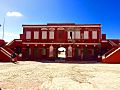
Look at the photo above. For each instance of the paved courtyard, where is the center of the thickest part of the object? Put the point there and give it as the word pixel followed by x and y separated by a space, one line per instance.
pixel 29 75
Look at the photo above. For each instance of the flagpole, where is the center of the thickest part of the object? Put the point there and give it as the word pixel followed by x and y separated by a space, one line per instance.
pixel 3 28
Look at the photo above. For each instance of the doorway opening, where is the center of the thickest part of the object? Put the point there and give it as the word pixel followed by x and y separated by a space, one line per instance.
pixel 61 52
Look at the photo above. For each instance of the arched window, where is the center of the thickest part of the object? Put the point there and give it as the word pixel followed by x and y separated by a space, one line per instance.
pixel 51 51
pixel 69 51
pixel 43 51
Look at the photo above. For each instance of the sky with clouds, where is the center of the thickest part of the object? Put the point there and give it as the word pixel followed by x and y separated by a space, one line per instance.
pixel 18 12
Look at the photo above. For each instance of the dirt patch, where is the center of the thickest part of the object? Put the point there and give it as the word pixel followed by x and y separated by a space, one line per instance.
pixel 59 76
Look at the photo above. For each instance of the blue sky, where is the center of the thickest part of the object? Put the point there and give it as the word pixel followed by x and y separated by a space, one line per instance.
pixel 105 12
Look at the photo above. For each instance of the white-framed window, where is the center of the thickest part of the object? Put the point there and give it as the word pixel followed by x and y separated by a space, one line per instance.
pixel 36 34
pixel 28 34
pixel 77 34
pixel 44 34
pixel 94 34
pixel 71 35
pixel 51 51
pixel 51 34
pixel 86 35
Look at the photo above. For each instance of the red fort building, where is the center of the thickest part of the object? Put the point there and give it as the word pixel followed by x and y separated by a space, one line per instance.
pixel 73 42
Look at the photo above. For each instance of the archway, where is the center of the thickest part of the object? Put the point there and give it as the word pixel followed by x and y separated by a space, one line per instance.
pixel 61 52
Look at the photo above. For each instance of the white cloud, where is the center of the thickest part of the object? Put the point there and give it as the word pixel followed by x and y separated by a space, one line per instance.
pixel 8 36
pixel 16 14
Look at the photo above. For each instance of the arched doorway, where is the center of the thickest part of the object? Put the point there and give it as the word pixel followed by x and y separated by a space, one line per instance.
pixel 51 51
pixel 61 52
pixel 18 50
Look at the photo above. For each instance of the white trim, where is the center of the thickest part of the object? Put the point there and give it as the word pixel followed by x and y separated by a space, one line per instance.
pixel 62 26
pixel 18 40
pixel 5 53
pixel 64 43
pixel 113 52
pixel 104 41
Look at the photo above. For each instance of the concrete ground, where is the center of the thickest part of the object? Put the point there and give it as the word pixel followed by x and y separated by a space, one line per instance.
pixel 29 75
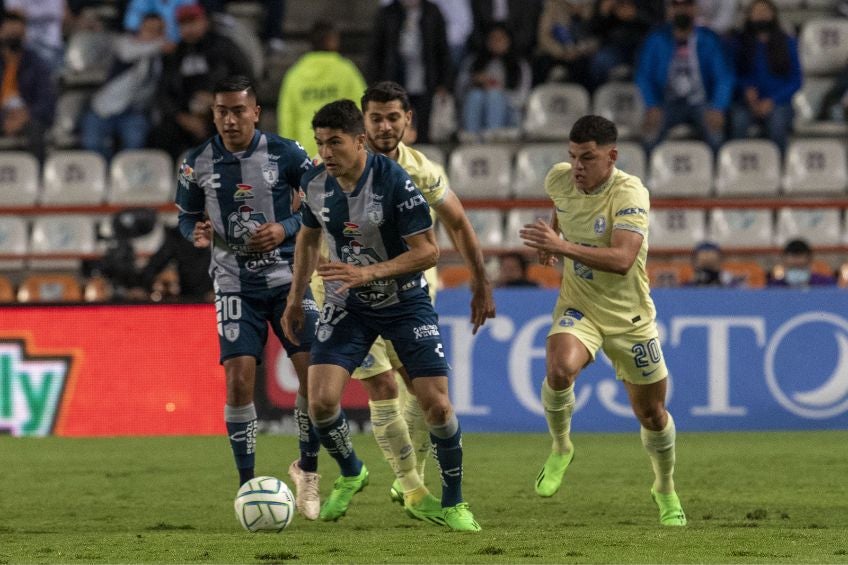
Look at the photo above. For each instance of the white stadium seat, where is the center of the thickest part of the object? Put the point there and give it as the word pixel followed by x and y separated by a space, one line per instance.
pixel 819 226
pixel 18 178
pixel 62 234
pixel 14 240
pixel 823 45
pixel 676 228
pixel 815 166
pixel 733 228
pixel 552 108
pixel 621 103
pixel 631 159
pixel 481 171
pixel 807 103
pixel 681 168
pixel 74 178
pixel 141 176
pixel 532 164
pixel 748 167
pixel 517 218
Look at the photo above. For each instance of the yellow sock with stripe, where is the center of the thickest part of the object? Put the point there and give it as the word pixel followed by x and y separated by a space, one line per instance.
pixel 660 448
pixel 559 406
pixel 392 436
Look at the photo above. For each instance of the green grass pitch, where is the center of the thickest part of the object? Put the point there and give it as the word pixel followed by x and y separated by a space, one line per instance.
pixel 777 497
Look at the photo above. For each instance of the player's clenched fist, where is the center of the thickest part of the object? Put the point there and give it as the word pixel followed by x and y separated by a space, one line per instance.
pixel 202 234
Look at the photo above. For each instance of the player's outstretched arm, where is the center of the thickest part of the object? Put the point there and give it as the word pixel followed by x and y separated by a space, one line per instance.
pixel 617 258
pixel 306 250
pixel 453 217
pixel 423 253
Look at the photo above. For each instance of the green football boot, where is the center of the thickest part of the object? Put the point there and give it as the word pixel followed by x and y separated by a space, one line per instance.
pixel 671 512
pixel 549 478
pixel 396 492
pixel 428 509
pixel 460 519
pixel 343 490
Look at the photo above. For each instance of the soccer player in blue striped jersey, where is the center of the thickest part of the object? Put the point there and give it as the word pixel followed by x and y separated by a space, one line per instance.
pixel 238 193
pixel 380 236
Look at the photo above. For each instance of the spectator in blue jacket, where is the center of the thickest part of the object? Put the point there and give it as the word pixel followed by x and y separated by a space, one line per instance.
pixel 768 72
pixel 27 91
pixel 684 77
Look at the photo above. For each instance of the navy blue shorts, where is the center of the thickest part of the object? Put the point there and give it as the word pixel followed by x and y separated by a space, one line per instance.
pixel 346 334
pixel 243 321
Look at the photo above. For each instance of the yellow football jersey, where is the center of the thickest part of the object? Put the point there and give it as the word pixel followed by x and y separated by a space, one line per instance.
pixel 614 302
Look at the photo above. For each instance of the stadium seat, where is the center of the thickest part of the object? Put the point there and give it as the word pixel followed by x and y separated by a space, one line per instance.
pixel 141 176
pixel 432 152
pixel 7 290
pixel 532 164
pixel 681 168
pixel 18 178
pixel 823 45
pixel 621 103
pixel 64 234
pixel 819 226
pixel 748 167
pixel 546 276
pixel 88 58
pixel 675 228
pixel 74 178
pixel 807 104
pixel 815 166
pixel 64 133
pixel 734 228
pixel 453 276
pixel 749 274
pixel 14 240
pixel 481 171
pixel 552 108
pixel 669 274
pixel 50 287
pixel 631 159
pixel 516 219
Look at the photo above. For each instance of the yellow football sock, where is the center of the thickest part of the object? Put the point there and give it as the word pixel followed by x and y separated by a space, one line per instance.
pixel 559 406
pixel 660 448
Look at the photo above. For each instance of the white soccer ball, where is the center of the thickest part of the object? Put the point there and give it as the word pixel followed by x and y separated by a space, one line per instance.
pixel 264 504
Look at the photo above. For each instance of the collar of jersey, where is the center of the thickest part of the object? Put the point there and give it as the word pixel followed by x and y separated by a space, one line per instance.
pixel 228 156
pixel 361 182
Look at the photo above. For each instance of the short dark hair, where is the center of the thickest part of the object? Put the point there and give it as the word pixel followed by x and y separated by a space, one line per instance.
pixel 797 247
pixel 319 32
pixel 593 128
pixel 235 83
pixel 386 91
pixel 341 114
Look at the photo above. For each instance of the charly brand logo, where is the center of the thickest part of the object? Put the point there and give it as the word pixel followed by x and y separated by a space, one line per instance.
pixel 31 387
pixel 787 358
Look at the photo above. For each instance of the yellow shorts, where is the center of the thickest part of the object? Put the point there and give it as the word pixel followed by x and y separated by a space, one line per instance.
pixel 636 355
pixel 382 356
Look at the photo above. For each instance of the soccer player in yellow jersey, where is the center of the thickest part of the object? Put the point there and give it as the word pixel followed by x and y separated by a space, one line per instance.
pixel 604 303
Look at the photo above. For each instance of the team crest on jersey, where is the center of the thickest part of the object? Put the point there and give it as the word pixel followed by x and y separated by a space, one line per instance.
pixel 270 172
pixel 231 332
pixel 600 225
pixel 351 230
pixel 355 254
pixel 243 192
pixel 374 211
pixel 324 332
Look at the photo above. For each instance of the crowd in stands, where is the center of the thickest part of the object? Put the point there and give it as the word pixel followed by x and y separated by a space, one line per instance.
pixel 723 69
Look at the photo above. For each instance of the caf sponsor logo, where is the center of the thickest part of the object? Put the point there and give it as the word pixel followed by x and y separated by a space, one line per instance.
pixel 31 387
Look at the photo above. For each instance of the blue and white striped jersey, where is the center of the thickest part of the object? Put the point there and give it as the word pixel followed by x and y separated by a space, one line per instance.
pixel 239 192
pixel 367 225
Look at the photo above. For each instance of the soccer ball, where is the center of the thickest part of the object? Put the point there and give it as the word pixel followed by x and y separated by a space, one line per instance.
pixel 264 504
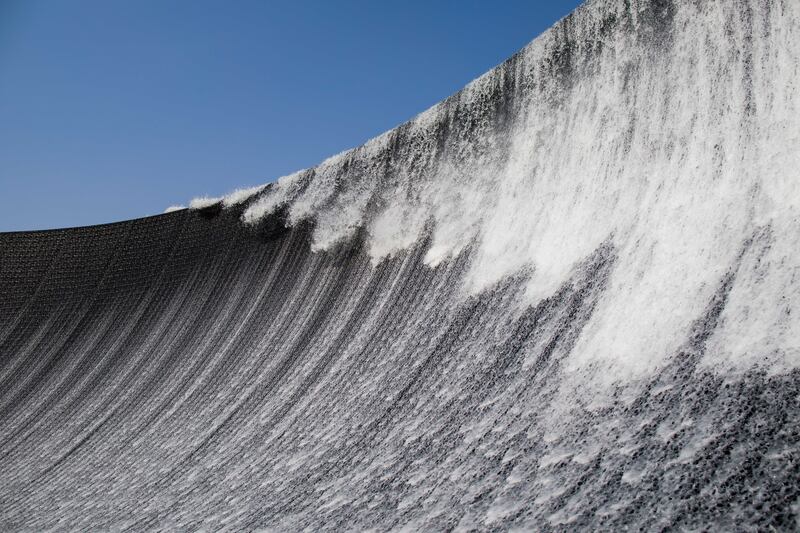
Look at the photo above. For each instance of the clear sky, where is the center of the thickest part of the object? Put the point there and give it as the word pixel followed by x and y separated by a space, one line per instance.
pixel 111 110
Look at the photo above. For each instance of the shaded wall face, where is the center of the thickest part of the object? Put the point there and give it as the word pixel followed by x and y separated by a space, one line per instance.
pixel 182 370
pixel 564 297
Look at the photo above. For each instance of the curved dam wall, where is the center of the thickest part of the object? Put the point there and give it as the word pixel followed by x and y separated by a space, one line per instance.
pixel 565 297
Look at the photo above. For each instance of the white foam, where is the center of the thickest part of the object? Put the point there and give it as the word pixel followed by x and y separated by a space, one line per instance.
pixel 204 201
pixel 675 154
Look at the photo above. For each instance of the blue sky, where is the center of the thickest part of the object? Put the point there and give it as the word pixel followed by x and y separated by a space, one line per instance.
pixel 111 110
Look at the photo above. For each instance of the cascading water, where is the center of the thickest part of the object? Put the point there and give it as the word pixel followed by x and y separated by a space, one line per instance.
pixel 566 296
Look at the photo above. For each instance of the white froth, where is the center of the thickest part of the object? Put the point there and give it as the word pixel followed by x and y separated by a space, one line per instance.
pixel 682 154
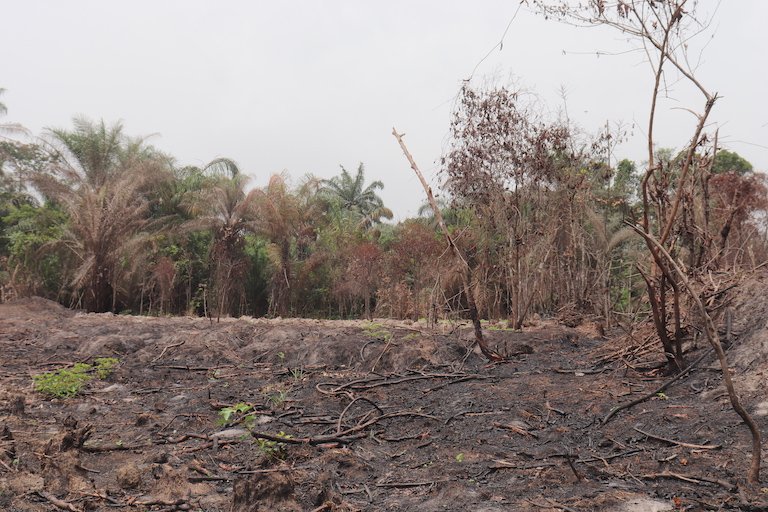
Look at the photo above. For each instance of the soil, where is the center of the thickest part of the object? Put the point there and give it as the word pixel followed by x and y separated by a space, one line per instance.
pixel 386 416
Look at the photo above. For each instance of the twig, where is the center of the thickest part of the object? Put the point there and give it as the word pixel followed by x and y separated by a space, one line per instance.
pixel 166 349
pixel 386 347
pixel 691 479
pixel 680 443
pixel 552 504
pixel 403 485
pixel 661 388
pixel 63 505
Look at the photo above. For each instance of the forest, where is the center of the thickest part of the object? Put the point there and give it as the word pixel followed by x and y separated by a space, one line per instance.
pixel 539 229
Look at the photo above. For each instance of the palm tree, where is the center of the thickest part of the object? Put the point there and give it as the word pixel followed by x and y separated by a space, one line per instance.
pixel 279 220
pixel 352 195
pixel 223 206
pixel 101 178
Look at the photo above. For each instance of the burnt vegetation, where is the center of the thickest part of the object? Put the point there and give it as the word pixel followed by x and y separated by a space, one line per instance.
pixel 538 226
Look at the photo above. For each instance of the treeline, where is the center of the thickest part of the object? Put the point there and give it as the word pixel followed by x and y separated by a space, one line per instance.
pixel 99 220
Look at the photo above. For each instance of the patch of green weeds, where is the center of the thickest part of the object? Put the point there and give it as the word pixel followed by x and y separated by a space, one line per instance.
pixel 297 374
pixel 104 366
pixel 377 330
pixel 68 382
pixel 272 450
pixel 228 414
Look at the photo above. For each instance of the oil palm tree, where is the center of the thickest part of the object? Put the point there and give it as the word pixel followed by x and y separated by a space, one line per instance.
pixel 352 195
pixel 223 207
pixel 101 178
pixel 279 220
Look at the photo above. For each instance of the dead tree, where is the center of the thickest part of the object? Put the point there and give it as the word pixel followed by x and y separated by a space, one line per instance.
pixel 465 272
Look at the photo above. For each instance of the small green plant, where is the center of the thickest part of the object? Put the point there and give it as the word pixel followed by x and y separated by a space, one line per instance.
pixel 68 382
pixel 377 330
pixel 227 414
pixel 297 374
pixel 104 366
pixel 277 400
pixel 272 450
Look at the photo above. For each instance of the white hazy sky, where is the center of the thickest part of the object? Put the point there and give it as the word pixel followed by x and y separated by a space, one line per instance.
pixel 304 85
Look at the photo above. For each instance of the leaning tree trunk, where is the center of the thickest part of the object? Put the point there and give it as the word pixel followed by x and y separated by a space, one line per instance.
pixel 490 354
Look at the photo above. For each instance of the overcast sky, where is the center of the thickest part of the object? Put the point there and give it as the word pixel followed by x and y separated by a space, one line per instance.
pixel 304 86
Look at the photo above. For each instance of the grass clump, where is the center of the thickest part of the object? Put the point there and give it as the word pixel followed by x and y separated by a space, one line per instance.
pixel 377 330
pixel 68 382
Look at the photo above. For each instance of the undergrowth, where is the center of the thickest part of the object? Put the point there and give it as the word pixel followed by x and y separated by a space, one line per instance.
pixel 68 382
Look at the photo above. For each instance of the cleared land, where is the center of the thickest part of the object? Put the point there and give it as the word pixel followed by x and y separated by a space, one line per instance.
pixel 250 415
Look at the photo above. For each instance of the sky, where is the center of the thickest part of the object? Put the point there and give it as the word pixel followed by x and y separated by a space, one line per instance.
pixel 305 86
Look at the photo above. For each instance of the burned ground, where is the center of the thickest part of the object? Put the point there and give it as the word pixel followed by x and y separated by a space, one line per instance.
pixel 345 415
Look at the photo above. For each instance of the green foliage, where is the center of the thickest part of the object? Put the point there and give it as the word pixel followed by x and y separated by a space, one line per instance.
pixel 104 366
pixel 273 449
pixel 377 330
pixel 277 400
pixel 730 161
pixel 227 414
pixel 68 382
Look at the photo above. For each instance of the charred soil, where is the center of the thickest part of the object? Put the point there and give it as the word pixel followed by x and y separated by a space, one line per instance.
pixel 295 415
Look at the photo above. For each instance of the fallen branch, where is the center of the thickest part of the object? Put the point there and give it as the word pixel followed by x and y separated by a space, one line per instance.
pixel 680 443
pixel 753 474
pixel 491 355
pixel 343 437
pixel 403 485
pixel 690 479
pixel 166 349
pixel 56 502
pixel 658 390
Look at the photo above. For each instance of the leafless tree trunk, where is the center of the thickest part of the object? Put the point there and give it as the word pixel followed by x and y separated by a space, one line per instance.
pixel 466 271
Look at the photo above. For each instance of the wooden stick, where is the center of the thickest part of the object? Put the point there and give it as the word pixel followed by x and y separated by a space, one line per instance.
pixel 680 443
pixel 56 502
pixel 491 355
pixel 753 475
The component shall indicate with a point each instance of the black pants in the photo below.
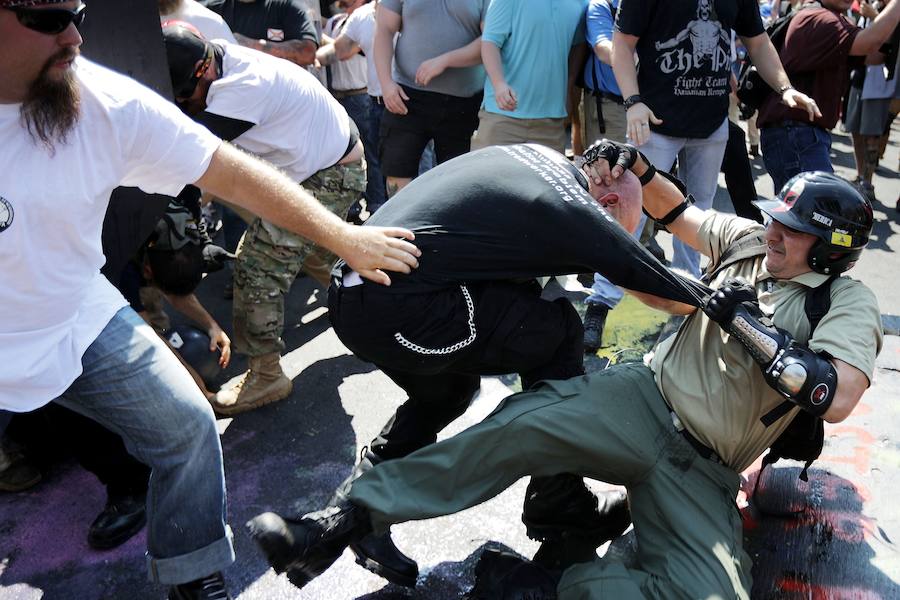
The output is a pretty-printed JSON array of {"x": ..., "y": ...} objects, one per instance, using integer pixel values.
[
  {"x": 448, "y": 120},
  {"x": 436, "y": 345},
  {"x": 53, "y": 431},
  {"x": 738, "y": 174}
]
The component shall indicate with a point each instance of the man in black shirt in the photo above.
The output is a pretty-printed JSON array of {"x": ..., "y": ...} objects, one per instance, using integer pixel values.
[
  {"x": 677, "y": 97},
  {"x": 281, "y": 28},
  {"x": 488, "y": 223}
]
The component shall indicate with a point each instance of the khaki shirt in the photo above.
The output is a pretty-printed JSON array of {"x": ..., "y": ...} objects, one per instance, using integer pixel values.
[{"x": 710, "y": 380}]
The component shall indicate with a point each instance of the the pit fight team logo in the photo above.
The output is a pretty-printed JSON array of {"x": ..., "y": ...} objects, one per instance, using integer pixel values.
[
  {"x": 6, "y": 214},
  {"x": 700, "y": 53}
]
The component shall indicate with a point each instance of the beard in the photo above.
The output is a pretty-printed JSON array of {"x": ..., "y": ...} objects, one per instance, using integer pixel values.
[
  {"x": 167, "y": 7},
  {"x": 52, "y": 107}
]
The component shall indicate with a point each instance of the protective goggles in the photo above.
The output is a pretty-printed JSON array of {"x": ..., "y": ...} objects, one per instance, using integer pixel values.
[
  {"x": 186, "y": 89},
  {"x": 50, "y": 21}
]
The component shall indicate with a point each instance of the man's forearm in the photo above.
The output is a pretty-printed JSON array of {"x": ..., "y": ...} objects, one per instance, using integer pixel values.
[
  {"x": 767, "y": 62},
  {"x": 256, "y": 186},
  {"x": 603, "y": 51},
  {"x": 872, "y": 37},
  {"x": 623, "y": 64},
  {"x": 301, "y": 52},
  {"x": 673, "y": 307},
  {"x": 383, "y": 47},
  {"x": 493, "y": 64}
]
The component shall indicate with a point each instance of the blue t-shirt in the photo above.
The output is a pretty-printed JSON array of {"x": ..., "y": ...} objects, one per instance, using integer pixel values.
[
  {"x": 598, "y": 75},
  {"x": 534, "y": 38}
]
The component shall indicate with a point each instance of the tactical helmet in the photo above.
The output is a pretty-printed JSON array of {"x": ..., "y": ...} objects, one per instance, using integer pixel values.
[
  {"x": 826, "y": 206},
  {"x": 193, "y": 346},
  {"x": 184, "y": 47}
]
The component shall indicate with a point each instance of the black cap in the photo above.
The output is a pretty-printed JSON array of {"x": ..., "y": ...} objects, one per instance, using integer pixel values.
[
  {"x": 824, "y": 205},
  {"x": 184, "y": 47}
]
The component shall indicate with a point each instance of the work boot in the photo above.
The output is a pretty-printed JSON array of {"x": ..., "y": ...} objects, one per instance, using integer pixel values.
[
  {"x": 211, "y": 587},
  {"x": 305, "y": 548},
  {"x": 123, "y": 516},
  {"x": 262, "y": 384},
  {"x": 501, "y": 575},
  {"x": 571, "y": 544},
  {"x": 594, "y": 321},
  {"x": 16, "y": 473},
  {"x": 375, "y": 552}
]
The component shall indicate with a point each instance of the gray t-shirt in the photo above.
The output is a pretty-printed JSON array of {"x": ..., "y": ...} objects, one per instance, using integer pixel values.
[{"x": 431, "y": 28}]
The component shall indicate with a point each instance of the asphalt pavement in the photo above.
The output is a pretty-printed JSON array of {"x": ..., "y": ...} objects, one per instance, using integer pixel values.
[{"x": 836, "y": 542}]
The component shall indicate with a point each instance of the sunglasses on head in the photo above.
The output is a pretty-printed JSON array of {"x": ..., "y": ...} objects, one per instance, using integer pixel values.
[{"x": 49, "y": 20}]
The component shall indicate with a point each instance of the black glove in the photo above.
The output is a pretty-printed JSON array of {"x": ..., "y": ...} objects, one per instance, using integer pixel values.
[
  {"x": 214, "y": 258},
  {"x": 720, "y": 306},
  {"x": 615, "y": 153}
]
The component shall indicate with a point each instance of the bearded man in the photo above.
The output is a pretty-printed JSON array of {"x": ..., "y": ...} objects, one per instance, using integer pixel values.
[{"x": 72, "y": 132}]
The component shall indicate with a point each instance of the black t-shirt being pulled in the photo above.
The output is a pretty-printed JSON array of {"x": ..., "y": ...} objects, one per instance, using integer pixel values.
[
  {"x": 273, "y": 20},
  {"x": 513, "y": 212},
  {"x": 685, "y": 58}
]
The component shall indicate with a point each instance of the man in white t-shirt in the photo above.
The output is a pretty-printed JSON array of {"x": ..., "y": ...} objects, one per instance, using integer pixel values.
[
  {"x": 279, "y": 112},
  {"x": 72, "y": 131},
  {"x": 210, "y": 24},
  {"x": 350, "y": 85},
  {"x": 356, "y": 39}
]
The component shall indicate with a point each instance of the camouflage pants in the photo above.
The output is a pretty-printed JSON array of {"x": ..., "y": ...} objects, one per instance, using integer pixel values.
[{"x": 270, "y": 258}]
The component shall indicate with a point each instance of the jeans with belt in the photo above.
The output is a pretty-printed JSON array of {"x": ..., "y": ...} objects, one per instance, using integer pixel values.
[
  {"x": 362, "y": 109},
  {"x": 793, "y": 147}
]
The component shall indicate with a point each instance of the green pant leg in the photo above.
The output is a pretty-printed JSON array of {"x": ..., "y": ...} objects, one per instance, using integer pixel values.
[
  {"x": 267, "y": 264},
  {"x": 602, "y": 426},
  {"x": 689, "y": 536}
]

== == ==

WRITTEN TASK:
Recast the rows from the line containing "Look at the photo above. For each instance of the charred" up to and including the line containing "pixel 295 415" as a Markdown table with the columns No. and Text. Number each line and leave out blank lines.

CORRECT ANSWER:
| No. | Text |
|---|---|
| 1 | Look at the photo above. For each instance of the charred soil, where is the center of the thickest part of the object? Put the point there and give it as the word pixel followed by x and y separated by a space, one line per instance. |
| 2 | pixel 295 415 |